# Supplied data
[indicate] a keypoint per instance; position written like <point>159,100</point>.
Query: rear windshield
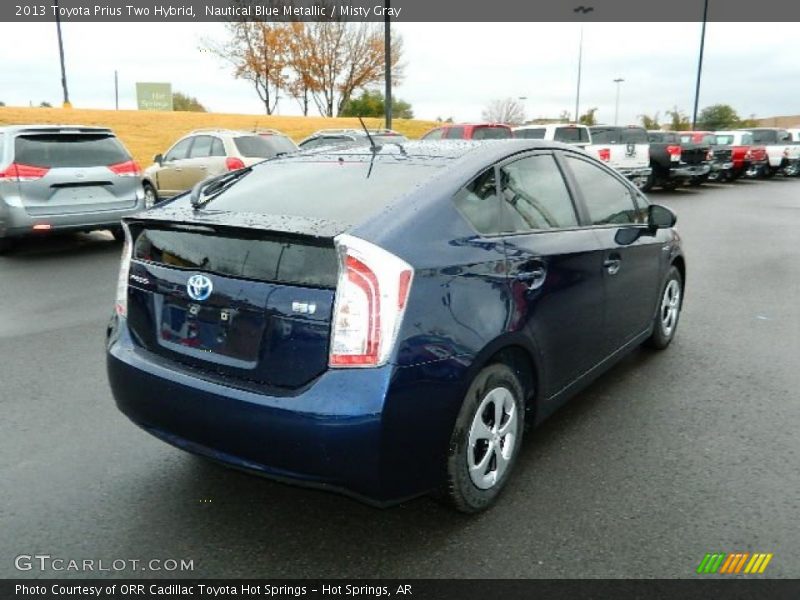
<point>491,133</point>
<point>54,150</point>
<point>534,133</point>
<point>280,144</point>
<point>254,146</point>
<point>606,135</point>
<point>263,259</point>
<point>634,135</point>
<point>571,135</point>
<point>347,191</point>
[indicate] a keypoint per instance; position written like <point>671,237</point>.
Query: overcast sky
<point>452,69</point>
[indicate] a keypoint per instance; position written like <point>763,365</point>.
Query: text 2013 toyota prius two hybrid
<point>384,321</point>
...
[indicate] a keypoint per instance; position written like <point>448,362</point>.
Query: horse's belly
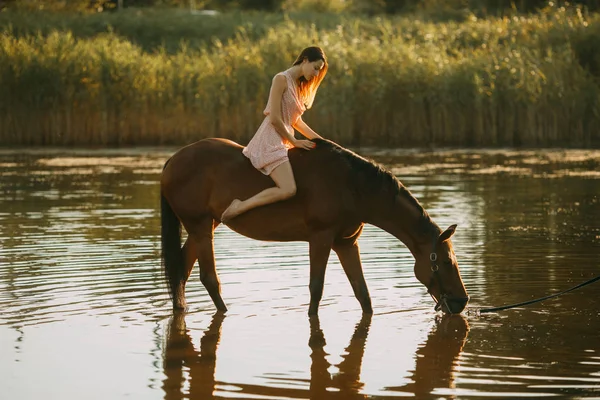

# What is needed
Scale the material starting at the line that has "written like <point>159,100</point>." and stopping after the line that has "<point>347,191</point>", giving every line again, requests included, with each point coordinate in the answers multiplied by 2.35 and rounded to whole numbers, halves up. Leave the requests and their format samples unchanged, and leave the pictures out.

# Correct output
[indicate] a keypoint per instance; position written like <point>159,100</point>.
Query: rear windshield
<point>1154,313</point>
<point>127,353</point>
<point>1255,313</point>
<point>658,338</point>
<point>597,343</point>
<point>1424,317</point>
<point>618,609</point>
<point>1490,317</point>
<point>1342,317</point>
<point>815,449</point>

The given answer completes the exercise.